• Text:
------------------------------------------------

Lieutenant-Colonel of the British Indian Army

Lieutenant-Colonel John Manners Smith (30 August 1864 – 6 January 1920) was a British Indian Army and Indian Political Service officer who was a recipient of the Victoria Cross, the highest and most prestigious award for gallantry in the face of the enemy that can be awarded to British and Commonwealth forces.

==Biography==

===Early life and career===
Smith was educated at Norwich School and Royal Military College, Sandhurst. After transferring from the Norfolk Regiment to the British Indian Army, Smith joined the Indian Staff Corps and served with 3rd Sikhs and 5th Gurkha Rifles from 1885 to 1887, when he was appointed to the Indian Political Department. He accompanied Sir Mortimer Durand on missions to Sikkim in 1888 and to Kabul in 1893.

===Victoria Cross===
Smith was 27 years old, and a lieutenant in the Indian Staff Corps and 5th Gurkha Rifles, British Indian Army, during the Hunza-Naga Campaign, India when the following deed took place for which he was awarded the VC.

On 20 December 1891 near Nilt Fort, British India, Lieutenant Smith led the storming party at the attack and capture of a strong position occupied by the enemy. For nearly four hours on the face of the cliff which was almost precipitous, he moved his handful of men from point to point, and during this time he was unable to defend himself from any attack which the enemy chose to make. He was the first man to reach the summit within a few yards of one of the enemy's sangars, which was immediately rushed, the lieutenant pistolling the first man.

------------------------------------------------

• What to work on:
[1] Could you turn the paragraph in the John Manners Smith biography that begins "Smith was educated at Norwich School" into a short list of its main facts?
[2] Pick up the John Manners Smith biography right after its last sentence and write what comes next.
You won't need the rows that follow the biography.

------------------------------------------------

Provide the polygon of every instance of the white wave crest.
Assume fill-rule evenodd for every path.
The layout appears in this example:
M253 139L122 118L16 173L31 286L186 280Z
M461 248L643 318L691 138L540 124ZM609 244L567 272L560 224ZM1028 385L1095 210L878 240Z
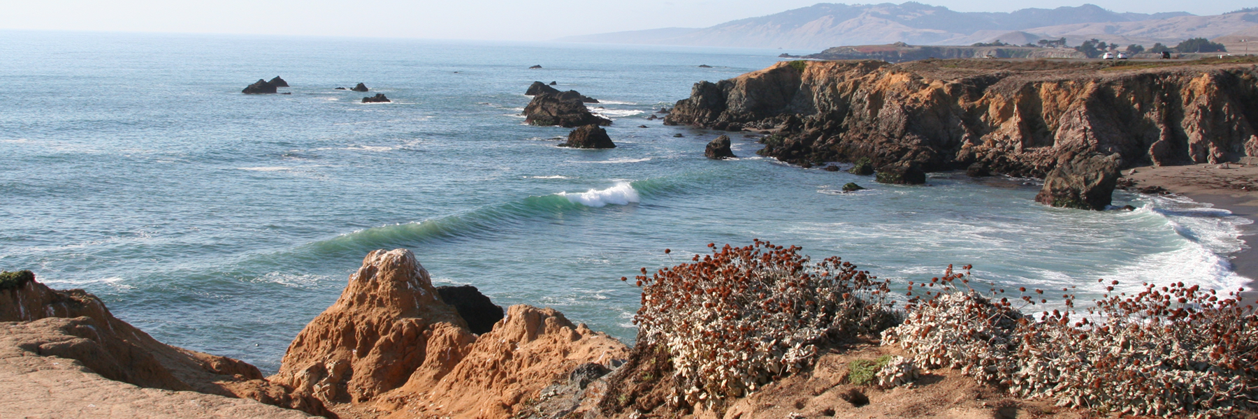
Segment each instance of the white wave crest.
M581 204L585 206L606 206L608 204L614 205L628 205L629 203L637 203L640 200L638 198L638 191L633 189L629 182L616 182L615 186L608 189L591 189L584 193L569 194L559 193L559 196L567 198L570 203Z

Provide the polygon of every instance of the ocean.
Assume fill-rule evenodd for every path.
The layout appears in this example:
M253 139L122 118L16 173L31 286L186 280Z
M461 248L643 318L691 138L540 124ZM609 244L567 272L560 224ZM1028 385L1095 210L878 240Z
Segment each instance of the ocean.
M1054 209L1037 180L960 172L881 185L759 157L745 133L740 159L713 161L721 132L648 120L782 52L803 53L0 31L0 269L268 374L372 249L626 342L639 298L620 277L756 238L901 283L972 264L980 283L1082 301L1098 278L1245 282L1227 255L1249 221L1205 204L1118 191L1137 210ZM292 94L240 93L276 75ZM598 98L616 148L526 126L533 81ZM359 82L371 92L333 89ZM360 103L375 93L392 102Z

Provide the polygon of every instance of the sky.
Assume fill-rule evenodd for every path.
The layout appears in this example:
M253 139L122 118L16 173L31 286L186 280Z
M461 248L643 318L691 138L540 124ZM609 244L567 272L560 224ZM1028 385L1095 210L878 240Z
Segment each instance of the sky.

------------------------------------------------

• Responses for each task:
[1]
- Educated at Norwich School and the Royal Military College, Sandhurst
- Transferred from the Norfolk Regiment to the British Indian Army and joined the Indian Staff Corps
- Served with the 3rd Sikhs and 5th Gurkha Rifles from 1885 to 1887
- Appointed to the Indian Political Department in 1887
- Accompanied Sir Mortimer Durand on missions to Sikkim (1888) and Kabul (1893)

[2]
===Later life and career===
Between 1889 and 1918, Smith held political appointments in Kashmir, Bundhelkand, Baluchistan, Rajputana, Central India and Nepal. He was Chief Commissioner of Ajmer-Merwara from 1918 to 1919.

He was promoted major in July 1901.
He achieved the rank of lieutenant colonel before he retired from the army.

His Victoria Cross is displayed at The Gurkha Museum in Winchester, Hampshire, England.

==See also==
- List of Brigade of Gurkhas recipients of the Victoria Cross

==Bibliography==
- Harries, R. (1991). "A History of Norwich School: King Edward VI's Grammar School at Norwich"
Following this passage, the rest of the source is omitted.